-- BEGIN --
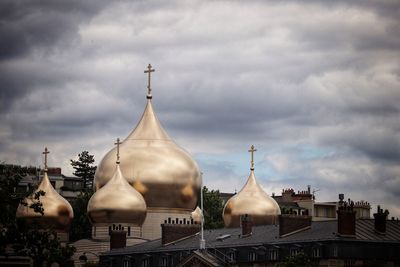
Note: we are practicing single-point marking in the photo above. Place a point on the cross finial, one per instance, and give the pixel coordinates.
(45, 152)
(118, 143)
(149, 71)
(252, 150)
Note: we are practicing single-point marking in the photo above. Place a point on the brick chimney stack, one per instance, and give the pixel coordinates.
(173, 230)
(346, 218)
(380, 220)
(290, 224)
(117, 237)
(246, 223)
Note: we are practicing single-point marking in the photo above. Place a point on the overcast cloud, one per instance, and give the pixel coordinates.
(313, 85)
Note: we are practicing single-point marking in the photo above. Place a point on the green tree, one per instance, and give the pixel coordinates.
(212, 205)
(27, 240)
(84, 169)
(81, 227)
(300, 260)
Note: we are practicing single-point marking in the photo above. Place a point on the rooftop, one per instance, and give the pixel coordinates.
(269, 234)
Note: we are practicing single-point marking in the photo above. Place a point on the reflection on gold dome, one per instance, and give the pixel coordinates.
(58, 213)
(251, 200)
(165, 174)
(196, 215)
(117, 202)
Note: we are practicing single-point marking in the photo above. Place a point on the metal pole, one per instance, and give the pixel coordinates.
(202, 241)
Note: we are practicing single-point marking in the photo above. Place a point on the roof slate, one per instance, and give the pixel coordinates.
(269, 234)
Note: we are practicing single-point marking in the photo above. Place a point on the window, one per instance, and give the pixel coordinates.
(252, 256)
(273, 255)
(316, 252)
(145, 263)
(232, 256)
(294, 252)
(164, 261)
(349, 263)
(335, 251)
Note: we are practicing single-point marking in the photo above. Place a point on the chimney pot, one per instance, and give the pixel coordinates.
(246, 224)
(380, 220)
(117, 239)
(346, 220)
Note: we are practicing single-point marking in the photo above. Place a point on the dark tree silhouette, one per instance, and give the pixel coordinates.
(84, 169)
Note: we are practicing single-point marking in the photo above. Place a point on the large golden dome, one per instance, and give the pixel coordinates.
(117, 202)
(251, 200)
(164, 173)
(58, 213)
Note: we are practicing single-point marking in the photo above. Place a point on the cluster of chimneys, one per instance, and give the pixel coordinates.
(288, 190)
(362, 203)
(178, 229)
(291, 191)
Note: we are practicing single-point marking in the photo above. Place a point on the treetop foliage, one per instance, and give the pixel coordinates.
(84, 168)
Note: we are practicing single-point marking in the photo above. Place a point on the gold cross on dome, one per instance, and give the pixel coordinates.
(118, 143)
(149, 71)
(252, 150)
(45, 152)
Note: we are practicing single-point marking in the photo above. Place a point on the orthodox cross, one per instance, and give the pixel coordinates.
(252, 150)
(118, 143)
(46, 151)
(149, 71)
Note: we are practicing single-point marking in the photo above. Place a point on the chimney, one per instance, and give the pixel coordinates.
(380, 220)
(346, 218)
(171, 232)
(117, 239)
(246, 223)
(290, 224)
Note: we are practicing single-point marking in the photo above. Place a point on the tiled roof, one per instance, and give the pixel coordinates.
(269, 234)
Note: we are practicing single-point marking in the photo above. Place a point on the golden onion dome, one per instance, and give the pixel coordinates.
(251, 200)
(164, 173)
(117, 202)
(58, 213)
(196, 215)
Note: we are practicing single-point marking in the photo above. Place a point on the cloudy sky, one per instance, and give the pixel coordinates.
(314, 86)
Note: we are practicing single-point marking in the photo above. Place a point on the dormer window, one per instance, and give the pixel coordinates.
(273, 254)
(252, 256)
-- END --
** Task to carry out **
Reproduce the listing above exactly from the line containing "on the orthodox" through its last line, with both of those lines included.

** Response **
Note: we are practicing single-point marking in the photo above. Place a point on the orthodox cross, one per instance, and give the pixel coordinates.
(252, 150)
(118, 143)
(46, 151)
(149, 71)
Note: we are practicing single-point marking in the photo above. Place a point on the chimney, one per instance, and give the pixel coordinates.
(380, 220)
(346, 218)
(171, 232)
(117, 239)
(246, 223)
(290, 224)
Note: we are practicing single-point marking in the photo above. Place a point on the tiled roof, one per instance, and give the pixel coordinates.
(269, 234)
Note: we are practicing single-point marking in the photo above. Place a point on the golden onion dome, one per instance, and give the pixel coordinates.
(251, 200)
(164, 173)
(117, 202)
(58, 213)
(196, 215)
Note: we are practicing single-point marking in the photo above. Place a point on the cloudy sky, one per instance, and give the pixel coordinates.
(314, 86)
Note: we are practicing single-point marking in the photo above. Place a point on the dormer window, one per instance, and give the pixel coordinates.
(273, 254)
(252, 256)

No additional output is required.